Extract each line from the entries below that contains the word "watch".

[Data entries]
══════════

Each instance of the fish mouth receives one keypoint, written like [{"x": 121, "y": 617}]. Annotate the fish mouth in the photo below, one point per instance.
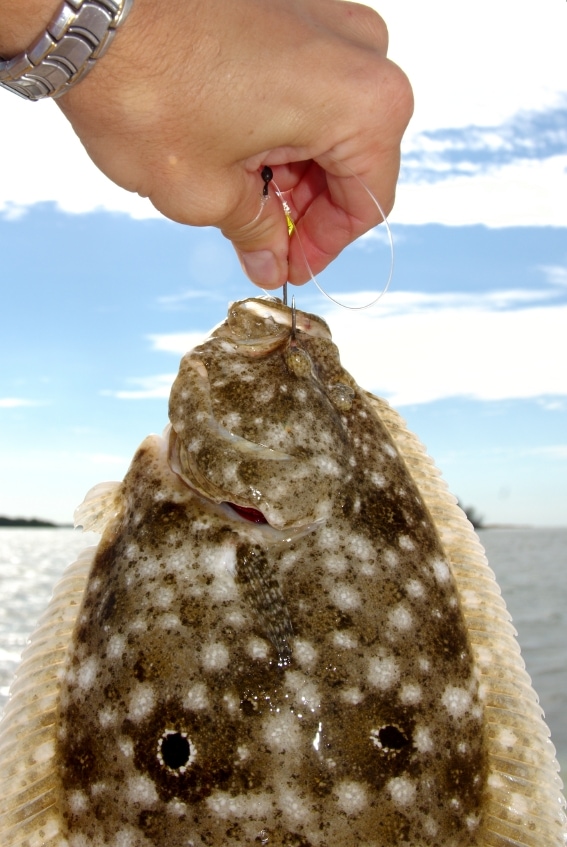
[
  {"x": 247, "y": 512},
  {"x": 238, "y": 512}
]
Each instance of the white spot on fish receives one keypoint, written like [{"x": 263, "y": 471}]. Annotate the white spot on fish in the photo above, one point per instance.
[
  {"x": 457, "y": 701},
  {"x": 361, "y": 548},
  {"x": 281, "y": 732},
  {"x": 410, "y": 694},
  {"x": 441, "y": 570},
  {"x": 215, "y": 657},
  {"x": 344, "y": 640},
  {"x": 142, "y": 790},
  {"x": 391, "y": 558},
  {"x": 197, "y": 698},
  {"x": 400, "y": 618},
  {"x": 354, "y": 696},
  {"x": 402, "y": 790},
  {"x": 107, "y": 717},
  {"x": 293, "y": 807},
  {"x": 226, "y": 806},
  {"x": 415, "y": 589},
  {"x": 351, "y": 797},
  {"x": 257, "y": 648},
  {"x": 383, "y": 672},
  {"x": 422, "y": 740},
  {"x": 163, "y": 597},
  {"x": 142, "y": 702},
  {"x": 86, "y": 676},
  {"x": 344, "y": 597},
  {"x": 116, "y": 645},
  {"x": 126, "y": 746},
  {"x": 304, "y": 653},
  {"x": 336, "y": 564},
  {"x": 78, "y": 802},
  {"x": 306, "y": 693}
]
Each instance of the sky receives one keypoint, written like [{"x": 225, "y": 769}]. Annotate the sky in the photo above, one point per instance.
[{"x": 101, "y": 295}]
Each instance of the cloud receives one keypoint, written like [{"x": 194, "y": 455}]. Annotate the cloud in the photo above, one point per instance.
[
  {"x": 526, "y": 193},
  {"x": 486, "y": 144},
  {"x": 150, "y": 388},
  {"x": 467, "y": 151},
  {"x": 419, "y": 348},
  {"x": 16, "y": 402},
  {"x": 556, "y": 275},
  {"x": 551, "y": 451}
]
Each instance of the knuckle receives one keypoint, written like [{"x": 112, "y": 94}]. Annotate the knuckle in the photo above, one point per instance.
[{"x": 370, "y": 26}]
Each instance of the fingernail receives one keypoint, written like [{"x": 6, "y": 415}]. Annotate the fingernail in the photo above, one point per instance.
[{"x": 261, "y": 267}]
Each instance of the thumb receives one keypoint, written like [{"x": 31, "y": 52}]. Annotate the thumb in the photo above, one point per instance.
[{"x": 259, "y": 234}]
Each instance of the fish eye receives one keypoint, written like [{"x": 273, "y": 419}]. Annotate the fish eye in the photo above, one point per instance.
[
  {"x": 388, "y": 739},
  {"x": 175, "y": 751}
]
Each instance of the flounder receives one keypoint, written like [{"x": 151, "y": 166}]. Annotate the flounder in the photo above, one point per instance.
[{"x": 288, "y": 634}]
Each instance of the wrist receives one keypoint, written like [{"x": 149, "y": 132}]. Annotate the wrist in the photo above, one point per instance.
[
  {"x": 23, "y": 23},
  {"x": 78, "y": 35}
]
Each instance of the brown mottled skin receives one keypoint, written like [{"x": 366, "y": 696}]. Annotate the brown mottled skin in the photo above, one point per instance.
[{"x": 305, "y": 681}]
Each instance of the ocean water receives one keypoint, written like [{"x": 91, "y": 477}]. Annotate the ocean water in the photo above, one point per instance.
[{"x": 530, "y": 567}]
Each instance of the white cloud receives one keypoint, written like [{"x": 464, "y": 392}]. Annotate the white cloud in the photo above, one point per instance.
[
  {"x": 556, "y": 275},
  {"x": 150, "y": 388},
  {"x": 455, "y": 85},
  {"x": 418, "y": 348},
  {"x": 42, "y": 160},
  {"x": 471, "y": 66},
  {"x": 526, "y": 193},
  {"x": 16, "y": 402}
]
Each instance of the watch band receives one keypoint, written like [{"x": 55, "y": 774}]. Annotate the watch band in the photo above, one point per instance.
[{"x": 77, "y": 36}]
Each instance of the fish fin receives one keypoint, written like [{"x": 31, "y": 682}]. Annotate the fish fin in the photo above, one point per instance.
[
  {"x": 525, "y": 806},
  {"x": 29, "y": 789},
  {"x": 102, "y": 503}
]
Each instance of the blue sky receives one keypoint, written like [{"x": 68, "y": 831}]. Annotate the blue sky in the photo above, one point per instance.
[{"x": 101, "y": 296}]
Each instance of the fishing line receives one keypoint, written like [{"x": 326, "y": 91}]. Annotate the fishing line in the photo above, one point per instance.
[{"x": 267, "y": 176}]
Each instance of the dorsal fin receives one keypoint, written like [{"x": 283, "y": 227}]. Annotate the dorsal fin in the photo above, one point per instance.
[
  {"x": 29, "y": 813},
  {"x": 525, "y": 807},
  {"x": 101, "y": 504}
]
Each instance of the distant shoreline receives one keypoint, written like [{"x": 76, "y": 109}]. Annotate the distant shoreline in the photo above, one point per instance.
[{"x": 31, "y": 523}]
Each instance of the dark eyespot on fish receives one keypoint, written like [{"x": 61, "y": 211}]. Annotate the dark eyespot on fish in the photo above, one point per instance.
[{"x": 287, "y": 636}]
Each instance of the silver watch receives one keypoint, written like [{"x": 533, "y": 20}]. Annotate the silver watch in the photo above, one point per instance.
[{"x": 76, "y": 37}]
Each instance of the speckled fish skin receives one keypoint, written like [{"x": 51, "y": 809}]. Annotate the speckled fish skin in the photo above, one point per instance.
[{"x": 307, "y": 681}]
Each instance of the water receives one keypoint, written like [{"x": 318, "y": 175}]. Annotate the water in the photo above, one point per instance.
[{"x": 530, "y": 566}]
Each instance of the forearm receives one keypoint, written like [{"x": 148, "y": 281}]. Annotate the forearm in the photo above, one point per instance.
[{"x": 22, "y": 22}]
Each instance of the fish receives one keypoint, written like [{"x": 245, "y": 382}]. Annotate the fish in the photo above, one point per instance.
[{"x": 287, "y": 636}]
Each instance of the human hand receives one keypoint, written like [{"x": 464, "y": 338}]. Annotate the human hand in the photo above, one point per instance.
[{"x": 193, "y": 99}]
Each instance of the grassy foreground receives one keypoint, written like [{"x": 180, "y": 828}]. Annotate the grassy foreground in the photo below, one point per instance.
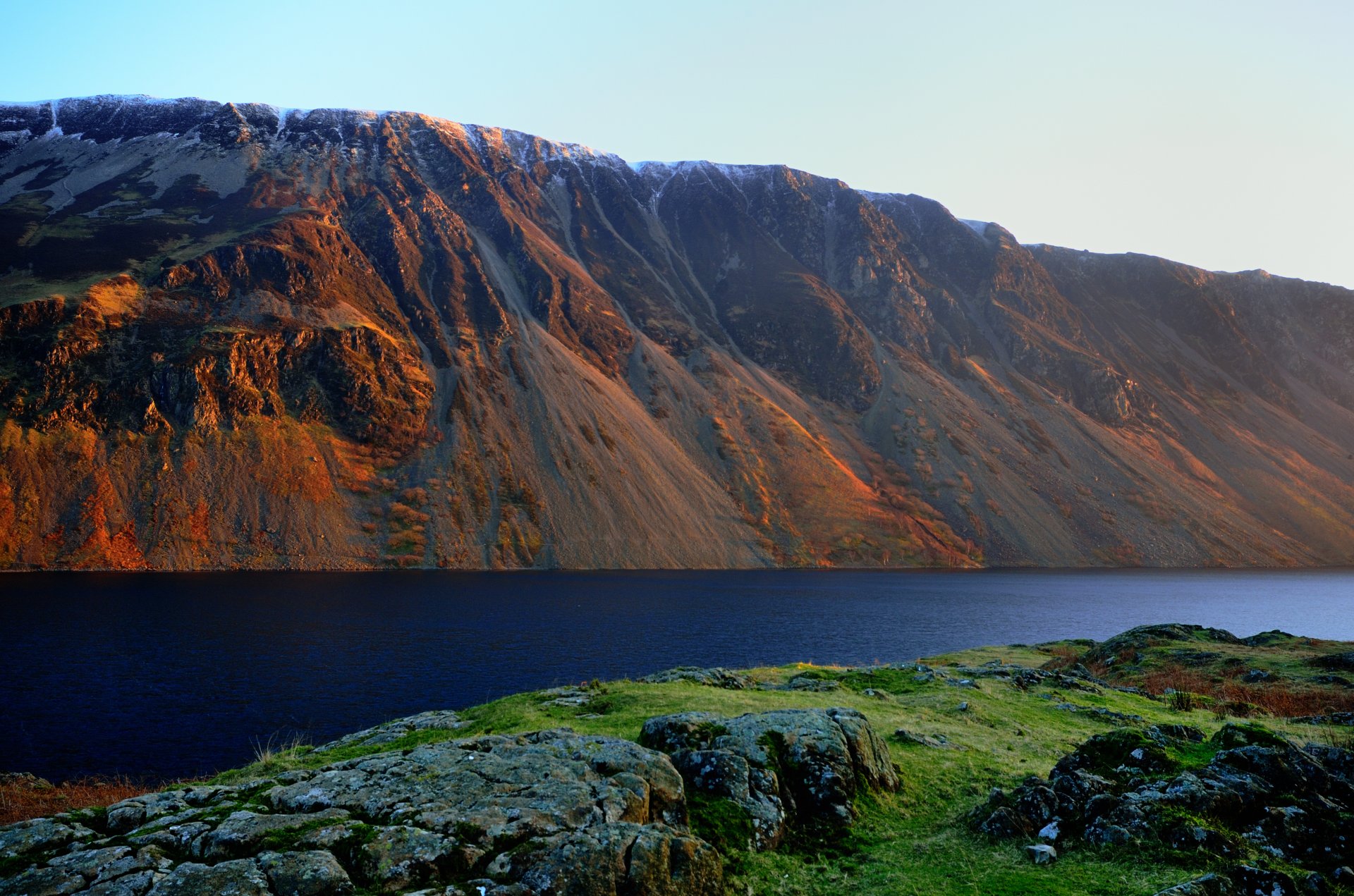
[{"x": 915, "y": 841}]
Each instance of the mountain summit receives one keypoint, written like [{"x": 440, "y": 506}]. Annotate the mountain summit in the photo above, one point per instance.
[{"x": 240, "y": 336}]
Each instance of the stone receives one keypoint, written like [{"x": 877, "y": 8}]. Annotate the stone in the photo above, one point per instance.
[
  {"x": 815, "y": 757},
  {"x": 390, "y": 731},
  {"x": 307, "y": 873},
  {"x": 1205, "y": 885},
  {"x": 922, "y": 739},
  {"x": 432, "y": 818},
  {"x": 238, "y": 878},
  {"x": 715, "y": 677},
  {"x": 244, "y": 833},
  {"x": 1042, "y": 853},
  {"x": 403, "y": 857},
  {"x": 1255, "y": 880},
  {"x": 42, "y": 881},
  {"x": 37, "y": 835}
]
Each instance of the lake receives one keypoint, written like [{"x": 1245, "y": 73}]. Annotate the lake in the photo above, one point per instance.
[{"x": 179, "y": 675}]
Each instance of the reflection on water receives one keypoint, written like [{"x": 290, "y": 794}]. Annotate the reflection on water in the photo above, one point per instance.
[{"x": 169, "y": 675}]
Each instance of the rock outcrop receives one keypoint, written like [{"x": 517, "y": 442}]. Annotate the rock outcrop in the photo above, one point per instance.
[
  {"x": 791, "y": 771},
  {"x": 546, "y": 812},
  {"x": 1258, "y": 794}
]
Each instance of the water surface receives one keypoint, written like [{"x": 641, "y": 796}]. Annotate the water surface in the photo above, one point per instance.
[{"x": 178, "y": 675}]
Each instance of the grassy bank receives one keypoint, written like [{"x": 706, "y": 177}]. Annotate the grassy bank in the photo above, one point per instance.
[
  {"x": 915, "y": 841},
  {"x": 971, "y": 730}
]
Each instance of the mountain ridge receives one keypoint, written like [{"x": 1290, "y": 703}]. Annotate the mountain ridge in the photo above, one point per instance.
[{"x": 459, "y": 345}]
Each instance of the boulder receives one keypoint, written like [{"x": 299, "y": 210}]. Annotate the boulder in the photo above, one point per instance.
[
  {"x": 305, "y": 873},
  {"x": 1042, "y": 854},
  {"x": 391, "y": 731},
  {"x": 803, "y": 766},
  {"x": 550, "y": 811},
  {"x": 715, "y": 677},
  {"x": 1258, "y": 792},
  {"x": 240, "y": 878}
]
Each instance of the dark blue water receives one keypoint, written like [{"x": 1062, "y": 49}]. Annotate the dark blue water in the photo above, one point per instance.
[{"x": 166, "y": 675}]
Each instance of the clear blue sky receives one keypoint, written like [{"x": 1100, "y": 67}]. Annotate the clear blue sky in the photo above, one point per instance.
[{"x": 1219, "y": 133}]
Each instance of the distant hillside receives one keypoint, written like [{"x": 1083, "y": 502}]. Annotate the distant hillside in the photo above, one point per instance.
[{"x": 237, "y": 336}]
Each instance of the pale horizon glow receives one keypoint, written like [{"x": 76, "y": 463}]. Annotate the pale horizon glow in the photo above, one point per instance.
[{"x": 1215, "y": 135}]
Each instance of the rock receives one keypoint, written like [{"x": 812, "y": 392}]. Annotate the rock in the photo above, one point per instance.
[
  {"x": 731, "y": 778},
  {"x": 1042, "y": 853},
  {"x": 432, "y": 816},
  {"x": 1315, "y": 884},
  {"x": 404, "y": 857},
  {"x": 23, "y": 780},
  {"x": 1136, "y": 639},
  {"x": 1333, "y": 719},
  {"x": 715, "y": 677},
  {"x": 1336, "y": 662},
  {"x": 623, "y": 859},
  {"x": 390, "y": 731},
  {"x": 809, "y": 682},
  {"x": 927, "y": 741},
  {"x": 1255, "y": 880},
  {"x": 307, "y": 873},
  {"x": 244, "y": 833},
  {"x": 37, "y": 835},
  {"x": 807, "y": 760},
  {"x": 1260, "y": 788},
  {"x": 1205, "y": 885},
  {"x": 1165, "y": 734},
  {"x": 240, "y": 878},
  {"x": 42, "y": 881}
]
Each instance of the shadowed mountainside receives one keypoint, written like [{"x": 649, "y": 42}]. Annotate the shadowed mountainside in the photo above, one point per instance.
[{"x": 233, "y": 335}]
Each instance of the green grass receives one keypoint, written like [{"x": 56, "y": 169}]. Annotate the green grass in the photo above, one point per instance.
[
  {"x": 915, "y": 841},
  {"x": 910, "y": 842}
]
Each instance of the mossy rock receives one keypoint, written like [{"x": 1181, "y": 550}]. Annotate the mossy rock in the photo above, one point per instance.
[
  {"x": 1106, "y": 754},
  {"x": 1248, "y": 735}
]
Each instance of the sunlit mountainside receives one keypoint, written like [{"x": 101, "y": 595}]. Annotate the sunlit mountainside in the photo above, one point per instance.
[{"x": 238, "y": 336}]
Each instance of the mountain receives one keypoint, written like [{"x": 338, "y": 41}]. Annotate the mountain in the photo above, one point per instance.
[{"x": 238, "y": 336}]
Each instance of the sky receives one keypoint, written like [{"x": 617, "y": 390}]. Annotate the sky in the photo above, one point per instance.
[{"x": 1215, "y": 133}]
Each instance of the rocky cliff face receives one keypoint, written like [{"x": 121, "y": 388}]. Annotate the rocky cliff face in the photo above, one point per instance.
[{"x": 245, "y": 336}]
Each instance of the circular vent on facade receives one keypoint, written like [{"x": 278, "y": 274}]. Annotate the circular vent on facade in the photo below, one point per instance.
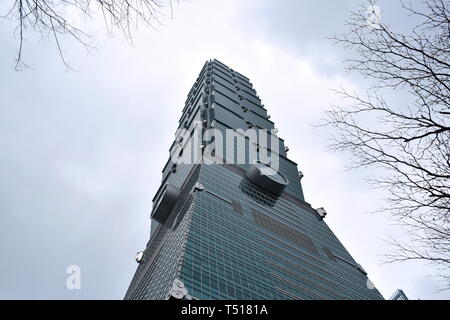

══════════

(FINAL RESULT)
Each instance of the watch band receives one keypoint, written like [{"x": 55, "y": 774}]. Annotate the watch band in the photo above, one point per instance.
Each instance of the silver watch receives one keypoint, written like [{"x": 533, "y": 20}]. Annotate the silver watch in the photo above, one point per instance.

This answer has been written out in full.